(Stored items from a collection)
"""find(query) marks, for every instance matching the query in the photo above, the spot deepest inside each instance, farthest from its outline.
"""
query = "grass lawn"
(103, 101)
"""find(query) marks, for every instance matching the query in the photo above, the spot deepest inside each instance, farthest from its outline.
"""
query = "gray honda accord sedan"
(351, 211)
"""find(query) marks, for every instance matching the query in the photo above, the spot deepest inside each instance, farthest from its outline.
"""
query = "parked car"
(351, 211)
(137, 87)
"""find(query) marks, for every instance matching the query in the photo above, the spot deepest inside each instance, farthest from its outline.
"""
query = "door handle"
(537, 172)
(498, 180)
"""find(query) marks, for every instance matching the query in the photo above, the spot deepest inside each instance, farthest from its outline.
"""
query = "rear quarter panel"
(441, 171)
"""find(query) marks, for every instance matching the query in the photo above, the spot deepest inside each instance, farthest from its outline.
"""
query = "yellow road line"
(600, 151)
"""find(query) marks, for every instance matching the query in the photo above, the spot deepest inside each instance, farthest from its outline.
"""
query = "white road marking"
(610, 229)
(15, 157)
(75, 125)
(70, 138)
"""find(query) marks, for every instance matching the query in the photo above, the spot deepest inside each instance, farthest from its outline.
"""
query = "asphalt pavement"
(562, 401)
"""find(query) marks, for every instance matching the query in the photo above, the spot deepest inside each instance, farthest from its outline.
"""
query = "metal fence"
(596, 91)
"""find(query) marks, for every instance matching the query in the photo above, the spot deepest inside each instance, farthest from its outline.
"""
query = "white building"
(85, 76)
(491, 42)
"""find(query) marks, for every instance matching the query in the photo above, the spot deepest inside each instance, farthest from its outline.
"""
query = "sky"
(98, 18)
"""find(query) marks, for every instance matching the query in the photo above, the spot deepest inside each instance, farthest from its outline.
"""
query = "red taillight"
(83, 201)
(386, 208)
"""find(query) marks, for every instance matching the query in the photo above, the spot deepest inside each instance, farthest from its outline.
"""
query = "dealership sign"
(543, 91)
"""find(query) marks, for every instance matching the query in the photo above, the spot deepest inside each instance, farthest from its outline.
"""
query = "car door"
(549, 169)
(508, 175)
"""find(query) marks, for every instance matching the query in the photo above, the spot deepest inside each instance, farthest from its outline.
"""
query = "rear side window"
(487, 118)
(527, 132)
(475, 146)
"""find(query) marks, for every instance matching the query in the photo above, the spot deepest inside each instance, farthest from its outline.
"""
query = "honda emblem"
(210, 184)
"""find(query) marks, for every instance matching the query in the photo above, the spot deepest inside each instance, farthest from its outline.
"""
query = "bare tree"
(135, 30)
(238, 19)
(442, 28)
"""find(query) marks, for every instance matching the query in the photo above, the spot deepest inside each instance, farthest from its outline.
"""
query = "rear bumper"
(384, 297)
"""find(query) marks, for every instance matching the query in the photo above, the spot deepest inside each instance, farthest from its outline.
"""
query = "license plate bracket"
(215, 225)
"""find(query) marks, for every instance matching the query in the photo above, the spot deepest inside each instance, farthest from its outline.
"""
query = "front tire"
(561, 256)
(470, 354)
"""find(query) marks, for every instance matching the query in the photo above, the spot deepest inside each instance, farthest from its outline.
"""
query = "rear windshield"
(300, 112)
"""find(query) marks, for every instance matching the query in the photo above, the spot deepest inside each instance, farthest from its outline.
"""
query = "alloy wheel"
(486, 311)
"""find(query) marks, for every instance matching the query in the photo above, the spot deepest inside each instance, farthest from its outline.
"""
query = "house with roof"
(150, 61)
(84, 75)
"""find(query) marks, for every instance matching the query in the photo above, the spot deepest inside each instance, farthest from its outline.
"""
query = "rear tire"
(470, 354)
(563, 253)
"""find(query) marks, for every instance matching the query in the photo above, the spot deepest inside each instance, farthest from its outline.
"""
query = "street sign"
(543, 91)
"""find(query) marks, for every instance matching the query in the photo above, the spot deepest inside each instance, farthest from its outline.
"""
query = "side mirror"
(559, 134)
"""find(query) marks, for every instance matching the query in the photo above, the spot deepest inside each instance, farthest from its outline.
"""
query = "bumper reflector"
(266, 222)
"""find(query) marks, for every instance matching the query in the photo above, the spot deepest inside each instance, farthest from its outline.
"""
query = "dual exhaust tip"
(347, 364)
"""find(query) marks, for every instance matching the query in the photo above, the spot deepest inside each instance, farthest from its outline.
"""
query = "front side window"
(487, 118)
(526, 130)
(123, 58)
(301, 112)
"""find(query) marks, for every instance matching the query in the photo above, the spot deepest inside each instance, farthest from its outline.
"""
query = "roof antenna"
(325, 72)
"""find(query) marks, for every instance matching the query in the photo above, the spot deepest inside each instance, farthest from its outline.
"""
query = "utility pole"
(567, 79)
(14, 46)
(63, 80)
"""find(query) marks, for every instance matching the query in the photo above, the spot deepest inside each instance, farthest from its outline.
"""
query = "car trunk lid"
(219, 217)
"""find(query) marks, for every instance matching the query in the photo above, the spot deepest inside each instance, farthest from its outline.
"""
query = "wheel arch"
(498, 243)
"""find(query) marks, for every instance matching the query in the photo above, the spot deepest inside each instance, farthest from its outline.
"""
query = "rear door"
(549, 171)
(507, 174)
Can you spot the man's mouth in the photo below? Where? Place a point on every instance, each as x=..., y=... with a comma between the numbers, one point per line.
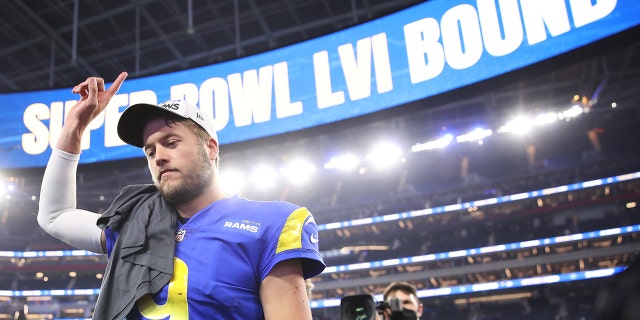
x=162, y=173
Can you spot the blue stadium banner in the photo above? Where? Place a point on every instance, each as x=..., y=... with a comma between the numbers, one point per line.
x=425, y=50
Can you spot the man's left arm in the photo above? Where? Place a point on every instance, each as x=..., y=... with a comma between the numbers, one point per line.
x=283, y=292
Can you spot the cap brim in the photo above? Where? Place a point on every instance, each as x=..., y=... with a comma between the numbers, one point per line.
x=133, y=120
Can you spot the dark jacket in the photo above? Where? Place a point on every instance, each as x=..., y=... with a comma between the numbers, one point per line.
x=141, y=261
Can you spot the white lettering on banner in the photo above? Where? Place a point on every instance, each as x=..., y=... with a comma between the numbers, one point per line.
x=461, y=37
x=425, y=54
x=41, y=137
x=214, y=101
x=467, y=32
x=325, y=97
x=585, y=12
x=284, y=106
x=251, y=95
x=457, y=39
x=37, y=141
x=540, y=16
x=356, y=68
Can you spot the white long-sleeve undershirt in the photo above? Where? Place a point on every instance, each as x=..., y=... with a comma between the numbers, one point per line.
x=58, y=214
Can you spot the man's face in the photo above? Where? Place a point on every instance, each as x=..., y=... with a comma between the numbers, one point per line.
x=180, y=166
x=408, y=301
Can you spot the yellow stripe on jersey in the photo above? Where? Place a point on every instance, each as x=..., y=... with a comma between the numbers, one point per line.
x=291, y=235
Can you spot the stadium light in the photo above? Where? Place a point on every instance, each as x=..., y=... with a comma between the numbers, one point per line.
x=433, y=144
x=298, y=171
x=570, y=113
x=477, y=134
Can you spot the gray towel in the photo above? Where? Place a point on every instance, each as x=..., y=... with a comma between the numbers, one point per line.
x=141, y=261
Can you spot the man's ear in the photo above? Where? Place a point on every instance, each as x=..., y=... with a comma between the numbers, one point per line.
x=213, y=148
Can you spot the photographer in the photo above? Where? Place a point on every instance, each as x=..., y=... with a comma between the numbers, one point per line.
x=406, y=295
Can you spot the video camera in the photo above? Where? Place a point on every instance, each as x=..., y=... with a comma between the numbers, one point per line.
x=363, y=307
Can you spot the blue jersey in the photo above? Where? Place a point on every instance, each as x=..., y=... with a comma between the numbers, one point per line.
x=223, y=253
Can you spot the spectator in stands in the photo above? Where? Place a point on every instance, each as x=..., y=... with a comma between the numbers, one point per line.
x=179, y=248
x=407, y=295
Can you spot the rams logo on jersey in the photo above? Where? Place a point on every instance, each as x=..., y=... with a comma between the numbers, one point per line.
x=242, y=226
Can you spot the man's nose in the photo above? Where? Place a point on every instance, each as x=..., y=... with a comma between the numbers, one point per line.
x=161, y=156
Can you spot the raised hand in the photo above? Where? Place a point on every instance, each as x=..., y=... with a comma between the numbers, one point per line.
x=94, y=98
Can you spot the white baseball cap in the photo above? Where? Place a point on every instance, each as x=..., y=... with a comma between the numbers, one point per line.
x=135, y=117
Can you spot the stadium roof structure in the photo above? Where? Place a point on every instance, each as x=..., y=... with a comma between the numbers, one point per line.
x=57, y=43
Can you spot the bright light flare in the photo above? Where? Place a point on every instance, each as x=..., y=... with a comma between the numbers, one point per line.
x=570, y=113
x=476, y=135
x=433, y=144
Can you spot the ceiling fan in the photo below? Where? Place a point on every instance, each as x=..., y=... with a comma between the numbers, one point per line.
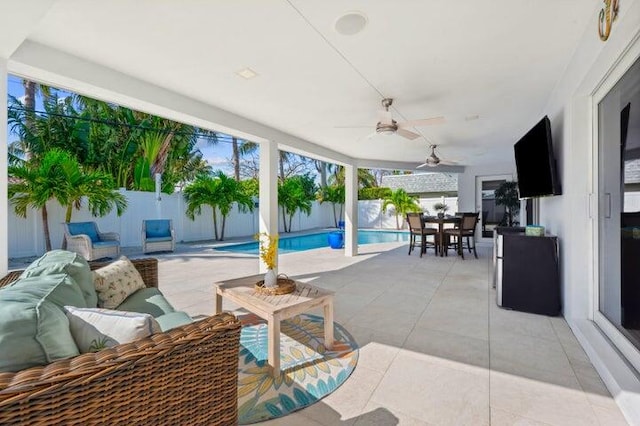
x=433, y=160
x=388, y=126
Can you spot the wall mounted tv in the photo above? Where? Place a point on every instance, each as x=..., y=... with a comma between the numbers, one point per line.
x=536, y=164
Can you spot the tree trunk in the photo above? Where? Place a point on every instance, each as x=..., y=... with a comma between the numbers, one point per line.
x=235, y=159
x=67, y=219
x=45, y=227
x=215, y=224
x=281, y=161
x=30, y=106
x=322, y=166
x=161, y=159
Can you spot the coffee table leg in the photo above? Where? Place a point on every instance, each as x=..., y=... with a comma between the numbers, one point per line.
x=218, y=303
x=273, y=338
x=328, y=325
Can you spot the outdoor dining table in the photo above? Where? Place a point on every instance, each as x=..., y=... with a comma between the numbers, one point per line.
x=441, y=221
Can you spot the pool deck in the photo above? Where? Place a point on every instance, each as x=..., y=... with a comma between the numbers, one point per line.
x=434, y=347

TO DO:
Output exactly and only the lines from the line containing "Can you spot the ceiling" to the end of the entries, both included, and omit every picture.

EXERCISE ANSWER:
Can you spot the ceiling fan in the photo below? Where? Place a point on every instance, each as x=..., y=... with a comma between the numbers, one point per line.
x=433, y=160
x=388, y=126
Can you spot the wall mounted tv in the photo above? Where? Place a point on every instance, each as x=..., y=... with a comma between the numbers, one point per line.
x=536, y=164
Can you spot the tree trunk in the photo above? Where? Place a point on every instance, each as x=..., y=... with a comma between the numbers, one point per line.
x=235, y=159
x=67, y=219
x=45, y=227
x=215, y=224
x=281, y=161
x=30, y=106
x=322, y=166
x=161, y=159
Can you spot the coffee table leg in the photo above? Where? Place a point on every instance, each as x=..., y=... with a comma between the numbers, one point per line.
x=218, y=303
x=273, y=338
x=328, y=325
Can you spot the outdoor dining table in the photo above? Where? Place a point on every instance, each as x=..., y=... with a comma between the numbers, one point per line.
x=441, y=221
Can you spot the pool deck in the photo above? Where? Place a point on every instance, each as x=..., y=... with a comma between the numbers, one point per line.
x=434, y=347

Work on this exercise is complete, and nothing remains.